Distributing Chemical Kinetics Simulator over the Web.

Frances Houle, IBM Almaden Research Center, San Jose, California
Session number: 7

Distributing Chemical Kinetics Simulator on the Web

F. A. Houle and W. D. Hinsberg
IBM Almaden Research Center, San Jose, CA 95120

Chemical Kinetics Simulator (CKS) is a unique package consisting of software and documentation that allows rapid and accurate simulations of many types of chemical reactions. Originally developed for internal use at IBM, it has been available worldwide since 1996 for a no-cost license from our Web site, www.almaden.ibm.com/st/msim. In that time more than 10,000 copies have been downloaded in 90 countries, with a user base in education, industrial, academic, and national research labs, and government agencies. Its primary educational uses are as a tool for chemistry and chemical engineering courses and labs in grades 7-12 and college-level, and for independent study and student projects. In this talk some of our considerations in the design of the package and our website will be discussed.

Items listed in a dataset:
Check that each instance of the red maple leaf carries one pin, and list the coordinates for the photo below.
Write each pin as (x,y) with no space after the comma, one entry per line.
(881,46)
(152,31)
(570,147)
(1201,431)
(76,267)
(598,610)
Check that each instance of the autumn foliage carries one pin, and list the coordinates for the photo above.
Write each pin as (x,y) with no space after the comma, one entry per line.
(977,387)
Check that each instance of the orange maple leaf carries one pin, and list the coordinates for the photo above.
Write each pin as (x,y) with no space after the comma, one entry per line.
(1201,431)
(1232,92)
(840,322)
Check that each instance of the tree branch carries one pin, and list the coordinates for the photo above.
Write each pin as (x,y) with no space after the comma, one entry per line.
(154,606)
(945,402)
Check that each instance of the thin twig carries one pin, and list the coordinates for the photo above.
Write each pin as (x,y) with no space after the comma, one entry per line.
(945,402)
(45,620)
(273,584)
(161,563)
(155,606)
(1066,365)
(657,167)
==
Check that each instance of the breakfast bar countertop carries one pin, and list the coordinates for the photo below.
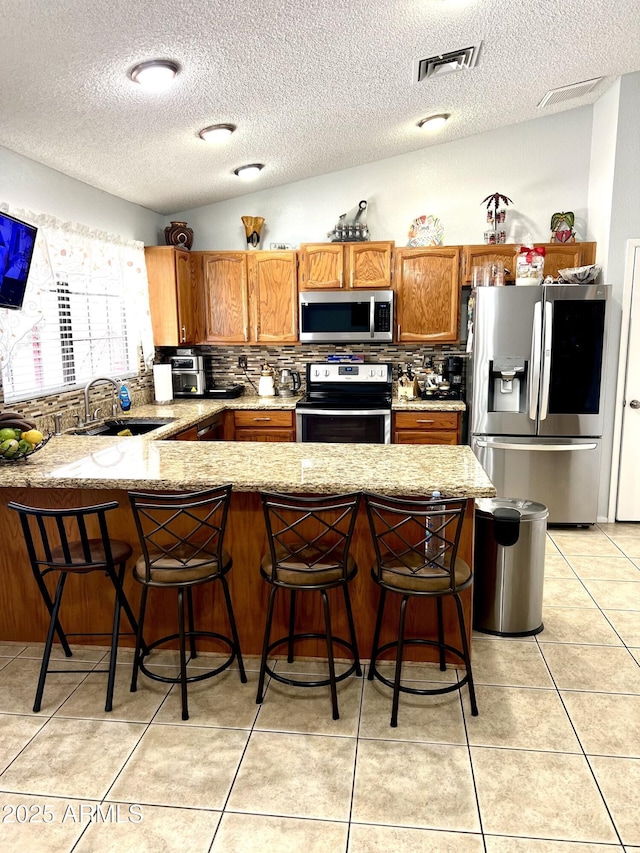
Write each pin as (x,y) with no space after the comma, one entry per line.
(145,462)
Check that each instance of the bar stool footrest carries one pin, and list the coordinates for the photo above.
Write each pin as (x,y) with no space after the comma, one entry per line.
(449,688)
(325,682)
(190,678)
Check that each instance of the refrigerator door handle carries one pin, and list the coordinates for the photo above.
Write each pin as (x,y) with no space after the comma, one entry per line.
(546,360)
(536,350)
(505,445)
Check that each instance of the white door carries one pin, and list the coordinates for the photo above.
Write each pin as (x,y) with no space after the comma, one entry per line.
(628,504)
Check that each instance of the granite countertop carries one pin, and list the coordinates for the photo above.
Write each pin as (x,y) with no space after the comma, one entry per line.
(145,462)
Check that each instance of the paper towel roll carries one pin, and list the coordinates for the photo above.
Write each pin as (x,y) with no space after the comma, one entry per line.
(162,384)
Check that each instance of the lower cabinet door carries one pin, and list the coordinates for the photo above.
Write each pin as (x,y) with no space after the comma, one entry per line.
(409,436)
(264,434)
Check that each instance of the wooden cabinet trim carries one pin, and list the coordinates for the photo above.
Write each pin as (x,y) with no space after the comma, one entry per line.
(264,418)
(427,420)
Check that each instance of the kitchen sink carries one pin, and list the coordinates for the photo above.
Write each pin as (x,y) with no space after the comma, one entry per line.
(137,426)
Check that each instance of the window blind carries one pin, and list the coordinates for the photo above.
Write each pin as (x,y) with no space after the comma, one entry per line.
...
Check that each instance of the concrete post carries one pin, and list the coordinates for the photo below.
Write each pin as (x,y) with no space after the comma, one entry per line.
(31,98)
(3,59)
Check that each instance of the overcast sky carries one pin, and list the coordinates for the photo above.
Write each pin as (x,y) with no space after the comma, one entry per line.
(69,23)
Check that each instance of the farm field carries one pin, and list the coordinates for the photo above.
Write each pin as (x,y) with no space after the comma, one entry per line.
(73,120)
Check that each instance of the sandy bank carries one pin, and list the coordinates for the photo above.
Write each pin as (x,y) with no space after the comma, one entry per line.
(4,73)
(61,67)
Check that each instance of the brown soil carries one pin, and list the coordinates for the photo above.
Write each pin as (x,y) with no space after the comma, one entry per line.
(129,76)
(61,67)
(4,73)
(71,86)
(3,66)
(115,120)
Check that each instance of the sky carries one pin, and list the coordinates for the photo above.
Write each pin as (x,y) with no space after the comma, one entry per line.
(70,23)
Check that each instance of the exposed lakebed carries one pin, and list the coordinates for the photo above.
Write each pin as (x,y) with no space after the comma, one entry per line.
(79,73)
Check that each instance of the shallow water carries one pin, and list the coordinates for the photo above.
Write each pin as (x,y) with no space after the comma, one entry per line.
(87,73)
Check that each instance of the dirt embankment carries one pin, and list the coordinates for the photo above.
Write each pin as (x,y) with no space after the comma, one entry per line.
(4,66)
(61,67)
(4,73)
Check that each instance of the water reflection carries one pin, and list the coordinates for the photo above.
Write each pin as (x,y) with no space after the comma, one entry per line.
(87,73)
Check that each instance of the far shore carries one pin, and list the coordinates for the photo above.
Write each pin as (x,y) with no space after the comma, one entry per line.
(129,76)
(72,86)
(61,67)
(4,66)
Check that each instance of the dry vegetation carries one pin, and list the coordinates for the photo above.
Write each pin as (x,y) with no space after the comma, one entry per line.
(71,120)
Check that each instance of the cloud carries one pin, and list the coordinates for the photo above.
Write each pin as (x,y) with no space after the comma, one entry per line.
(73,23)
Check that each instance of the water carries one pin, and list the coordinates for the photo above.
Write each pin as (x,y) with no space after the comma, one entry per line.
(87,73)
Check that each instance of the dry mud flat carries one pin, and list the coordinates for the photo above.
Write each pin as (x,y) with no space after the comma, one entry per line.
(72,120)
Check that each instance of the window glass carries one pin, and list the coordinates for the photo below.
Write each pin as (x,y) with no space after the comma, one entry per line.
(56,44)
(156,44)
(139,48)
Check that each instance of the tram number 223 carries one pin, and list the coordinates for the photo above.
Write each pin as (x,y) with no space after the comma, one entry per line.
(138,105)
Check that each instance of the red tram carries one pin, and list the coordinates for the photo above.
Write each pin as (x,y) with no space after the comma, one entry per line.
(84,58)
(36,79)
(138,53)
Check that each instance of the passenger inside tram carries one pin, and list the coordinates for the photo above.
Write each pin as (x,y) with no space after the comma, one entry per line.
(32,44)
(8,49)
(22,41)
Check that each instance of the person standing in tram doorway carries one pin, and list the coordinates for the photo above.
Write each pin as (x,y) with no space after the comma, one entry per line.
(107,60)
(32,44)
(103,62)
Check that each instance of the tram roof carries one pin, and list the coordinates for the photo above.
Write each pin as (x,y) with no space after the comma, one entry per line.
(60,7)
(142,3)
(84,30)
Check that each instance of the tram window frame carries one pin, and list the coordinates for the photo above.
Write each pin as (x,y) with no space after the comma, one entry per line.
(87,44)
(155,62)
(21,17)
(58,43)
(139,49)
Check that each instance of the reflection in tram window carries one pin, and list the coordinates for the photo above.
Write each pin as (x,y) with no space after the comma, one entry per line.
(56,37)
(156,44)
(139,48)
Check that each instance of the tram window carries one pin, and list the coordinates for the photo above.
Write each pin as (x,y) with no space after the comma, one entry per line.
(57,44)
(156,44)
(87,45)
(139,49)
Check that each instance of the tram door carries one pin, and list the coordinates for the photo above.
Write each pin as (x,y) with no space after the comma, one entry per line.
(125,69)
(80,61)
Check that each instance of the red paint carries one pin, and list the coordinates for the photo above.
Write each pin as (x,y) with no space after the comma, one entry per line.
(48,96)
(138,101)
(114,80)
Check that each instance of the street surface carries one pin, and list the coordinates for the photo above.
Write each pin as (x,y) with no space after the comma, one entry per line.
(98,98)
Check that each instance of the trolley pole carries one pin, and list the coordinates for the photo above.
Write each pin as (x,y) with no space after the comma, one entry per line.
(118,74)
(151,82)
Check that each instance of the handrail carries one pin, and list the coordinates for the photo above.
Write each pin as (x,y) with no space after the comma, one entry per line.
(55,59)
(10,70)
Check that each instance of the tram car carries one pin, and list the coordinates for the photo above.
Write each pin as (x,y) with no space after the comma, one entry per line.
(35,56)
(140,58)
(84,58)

■ **The problem**: Copy the Chemical Kinetics Simulator abstract from the words "F. A. Houle" through "will be discussed.", swapping "no-cost license" for "free license". This material comes from a separate source.

■ **Task response**:
F. A. Houle and W. D. Hinsberg
IBM Almaden Research Center, San Jose, CA 95120

Chemical Kinetics Simulator (CKS) is a unique package consisting of software and documentation that allows rapid and accurate simulations of many types of chemical reactions. Originally developed for internal use at IBM, it has been available worldwide since 1996 for a free license from our Web site, www.almaden.ibm.com/st/msim. In that time more than 10,000 copies have been downloaded in 90 countries, with a user base in education, industrial, academic, and national research labs, and government agencies. Its primary educational uses are as a tool for chemistry and chemical engineering courses and labs in grades 7-12 and college-level, and for independent study and student projects. In this talk some of our considerations in the design of the package and our website will be discussed.